** Requirements **
Answer these about the Colorado bill summary:
(a) Who are the bill's sponsors?
(b) What is the bill's number?
(c) How many hours does a platform have to acknowledge receipt of a search warrant?

# Start of Document segment

The 24-Hour Rule: Colorado's Plan to Force Apps and Gaming Chats to Hand Over Threat Data
Sponsors: Tammy Story, Lisa Cutter·Judiciary·
Illustration: Assembly Required
The Bottom Line
This bill requires social media and interactive gaming apps to set up a 24/7 hotline for law enforcement and comply with digital search warrants within 24 hours. It also forces platforms to proactively report specific threats of violence or crime to local police within a day of being flagged. If tech companies drop the ball, the state can hit them with fines up to $250,000 per violation.
What This Bill Actually Does
Right now, when local police need digital evidence from tech companies—or when a user reports a credible threat of violence online—getting a fast response can be notoriously difficult. Tech giants are flooded with global requests, and smaller platforms often don't have dedicated law enforcement liaisons at all. HB26-1255 aims to change that dynamic by legally obligating operators of social media and interactive gaming platforms to streamline their communication with Colorado law enforcement.
First, the legislation sets strict, rapid-fire clocks on digital search warrants. Platforms must provide a 24/7 staffed hotline dedicated exclusively to law enforcement. When police serve a search warrant regarding a Colorado user's account, the platform has exactly 8 hours to acknowledge receipt and just 24 hours to hand over the data, unless a judge grants an extension for good cause. If the company ignores the warrant or drags its feet, the Colorado Attorney General can sue for damages, demand disgorgement of profits, and slap the company with a massive civil penalty of up to $250,000 per violation.

# End of Document segment
# Start of Data block

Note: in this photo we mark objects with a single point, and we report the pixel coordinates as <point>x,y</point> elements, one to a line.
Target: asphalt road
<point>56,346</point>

# End of Data block

** Exercise output **
(a) Tammy Story and Lisa Cutter
(b) HB26-1255
(c) 8 hours